With continuing concern among PEF members about COVID vaccines, telecommuting and workplace safety protocols, PEF Health and Safety and Field Services staff hosted a webinar May 12 to share information and advice.
Health and Safety Director Geraldine Stella briefed members on the status of the virus in New York, noting there has been a substantial downtick in the state’s positivity rate.
“What does that tell us?” she asked. “It means that more people are vaccinated and more people have resistance and less are having serious illness.”
Stella said the Pfizer and Moderna vaccines are also working well against COVID variants.
“Some are more contagious, so it is really important for people to continue those good COVID controls, wearing masks, practicing hygiene,” Stella said. “It also means we want to make sure all of the things we have been saying all along for your workplaces are emphasized, making sure they are safe as possible for members.
“We have seen some relief with the vaccine programs and the CDC has said some restrictions can be relaxed, but until the majority of the population is vaccinated, we are going to continue to fight for lower density in the workplace and better workplace controls,” she said.
New York state is not requiring people be vaccinated to return to work, Stella said. And, while PEF supports the vaccine program, the union also recognizes that some people have legitimate barriers to vaccines.
“We want to make sure people who can receive the vaccine get the right information so they can make an informed decision,” she said. PEF maintains a page on its website with information and members can reach out to *protected email* with questions.
Precautions in the workplace
PEF Health and Safety Specialist Shawn Bobb said worksites need to be vigilant with control measures.
“We want everybody to understand, there is no one control method that is going to work on its own,” he said. “It’s a layered approach that we’re looking at, including voluntary vaccination, ventilation, low density, social distancing, wearing face coverings and hygiene.
“It’s going to take making sure everybody practices safe COVID conduct,” he said. “We’ve been at this over a year now, there is fatigue setting in. It’s important that we continue to practice safe COVID precautions and remember that we’re seeing the light at the end of the tunnel.”
Bobb gave a brief overview of how proper ventilation can help mitigate the virus in the air.
“Ventilation is important,” he said. “We’ve all heard about being outside versus inside, inside the hazard is more significant. Ventilation is critical to helping reduce the spread of this pathogen. You want to get as much outside air into your space as possible, which helps to dilute and exhaust contaminants.”
Members thinking of using or purchasing air purifiers should make sure they are equipped with HEPA filters and steer clear of electric air purifiers that are as yet unproven.

- PROBLEMS AND TASKS
A: Return the stretch of the COVID safety article from "With continuing concern" through "against COVID variants.", copied word for word.
B: Which measures does Shawn Bobb name in the COVID safety article as parts of the layered approach to workplace control? List all of them.

- Items from a dataset
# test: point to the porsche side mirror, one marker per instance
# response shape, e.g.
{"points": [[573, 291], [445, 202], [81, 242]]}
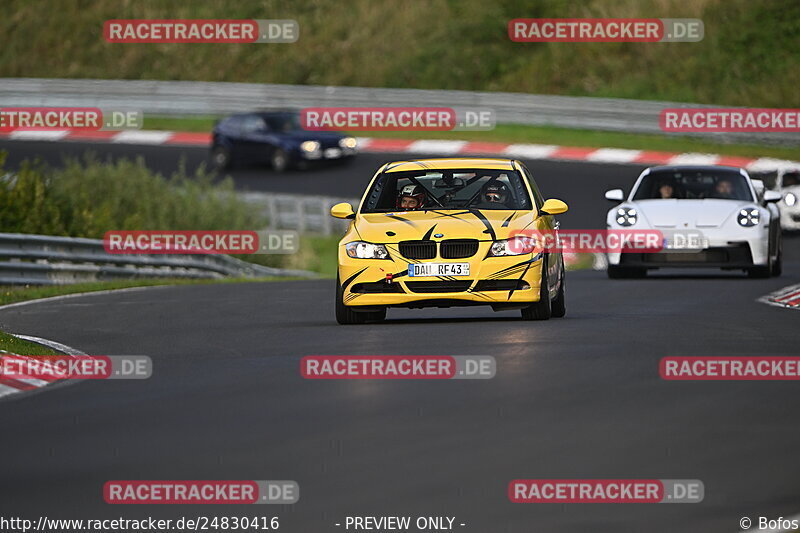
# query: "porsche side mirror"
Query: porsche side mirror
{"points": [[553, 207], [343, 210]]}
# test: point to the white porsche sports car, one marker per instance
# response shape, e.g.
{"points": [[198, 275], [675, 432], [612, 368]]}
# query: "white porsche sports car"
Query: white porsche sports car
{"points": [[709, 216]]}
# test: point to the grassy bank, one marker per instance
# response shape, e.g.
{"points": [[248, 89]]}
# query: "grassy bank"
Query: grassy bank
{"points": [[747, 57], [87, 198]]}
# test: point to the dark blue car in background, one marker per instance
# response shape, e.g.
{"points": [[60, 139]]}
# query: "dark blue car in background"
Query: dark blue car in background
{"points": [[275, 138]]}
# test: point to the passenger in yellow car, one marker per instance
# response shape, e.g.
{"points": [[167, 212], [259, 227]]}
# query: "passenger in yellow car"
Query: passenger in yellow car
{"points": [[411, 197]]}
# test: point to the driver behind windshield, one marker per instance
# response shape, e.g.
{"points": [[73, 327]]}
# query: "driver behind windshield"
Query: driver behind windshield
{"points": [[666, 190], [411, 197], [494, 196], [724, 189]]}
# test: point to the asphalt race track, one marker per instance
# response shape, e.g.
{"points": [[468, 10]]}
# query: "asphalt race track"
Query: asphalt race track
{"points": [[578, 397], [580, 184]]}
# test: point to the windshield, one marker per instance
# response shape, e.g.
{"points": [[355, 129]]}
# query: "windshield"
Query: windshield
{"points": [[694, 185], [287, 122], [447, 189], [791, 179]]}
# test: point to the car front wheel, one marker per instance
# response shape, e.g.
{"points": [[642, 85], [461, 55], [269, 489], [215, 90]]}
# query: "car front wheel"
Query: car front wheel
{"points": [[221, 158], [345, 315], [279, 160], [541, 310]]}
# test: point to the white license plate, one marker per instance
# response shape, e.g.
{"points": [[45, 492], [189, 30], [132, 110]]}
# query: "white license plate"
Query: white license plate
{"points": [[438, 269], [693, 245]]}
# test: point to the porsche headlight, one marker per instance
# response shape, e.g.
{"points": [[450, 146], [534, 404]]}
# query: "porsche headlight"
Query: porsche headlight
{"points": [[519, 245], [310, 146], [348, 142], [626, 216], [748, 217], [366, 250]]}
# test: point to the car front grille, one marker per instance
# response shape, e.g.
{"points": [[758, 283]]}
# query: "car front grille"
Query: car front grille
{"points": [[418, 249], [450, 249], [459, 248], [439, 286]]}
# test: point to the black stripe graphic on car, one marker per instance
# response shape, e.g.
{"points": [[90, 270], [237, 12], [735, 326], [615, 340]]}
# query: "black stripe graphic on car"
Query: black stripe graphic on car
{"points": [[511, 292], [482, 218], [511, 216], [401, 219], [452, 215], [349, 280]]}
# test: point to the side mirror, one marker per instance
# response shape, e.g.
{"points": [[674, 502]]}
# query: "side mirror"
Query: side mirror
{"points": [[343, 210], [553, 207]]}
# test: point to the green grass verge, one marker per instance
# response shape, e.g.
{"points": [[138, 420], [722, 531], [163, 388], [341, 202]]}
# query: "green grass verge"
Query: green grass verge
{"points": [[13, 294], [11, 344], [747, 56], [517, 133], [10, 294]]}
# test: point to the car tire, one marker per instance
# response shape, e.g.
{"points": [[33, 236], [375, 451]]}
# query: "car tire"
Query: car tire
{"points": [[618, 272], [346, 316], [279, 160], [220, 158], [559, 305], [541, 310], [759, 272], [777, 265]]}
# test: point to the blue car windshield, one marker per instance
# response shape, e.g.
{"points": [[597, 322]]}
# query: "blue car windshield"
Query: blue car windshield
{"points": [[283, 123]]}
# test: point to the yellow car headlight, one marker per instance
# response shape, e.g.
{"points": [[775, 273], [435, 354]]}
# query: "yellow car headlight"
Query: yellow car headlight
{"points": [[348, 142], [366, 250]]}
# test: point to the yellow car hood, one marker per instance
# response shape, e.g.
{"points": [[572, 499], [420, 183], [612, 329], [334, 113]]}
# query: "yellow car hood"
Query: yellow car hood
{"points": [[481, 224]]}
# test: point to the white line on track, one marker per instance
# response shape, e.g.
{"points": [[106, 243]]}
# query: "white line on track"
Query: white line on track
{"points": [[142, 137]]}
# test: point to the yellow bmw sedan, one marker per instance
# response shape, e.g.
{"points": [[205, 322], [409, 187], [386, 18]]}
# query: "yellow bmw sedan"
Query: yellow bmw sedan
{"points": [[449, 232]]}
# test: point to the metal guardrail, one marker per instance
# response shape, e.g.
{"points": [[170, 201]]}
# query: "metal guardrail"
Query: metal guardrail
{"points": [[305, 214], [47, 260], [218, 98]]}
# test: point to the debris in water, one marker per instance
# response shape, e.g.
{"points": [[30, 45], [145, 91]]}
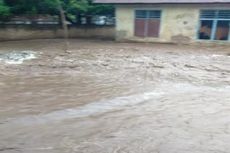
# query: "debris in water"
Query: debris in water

- SOLUTIONS FOR EACH TASK
A:
With continuing concern among PEF members about COVID vaccines, telecommuting and workplace safety protocols, PEF Health and Safety and Field Services staff hosted a webinar May 12 to share information and advice.
Health and Safety Director Geraldine Stella briefed members on the status of the virus in New York, noting there has been a substantial downtick in the state’s positivity rate.
“What does that tell us?” she asked. “It means that more people are vaccinated and more people have resistance and less are having serious illness.”
Stella said the Pfizer and Moderna vaccines are also working well against COVID variants.

B:
- Voluntary vaccination
- Ventilation
- Low density
- Social distancing
- Wearing face coverings
- Hygiene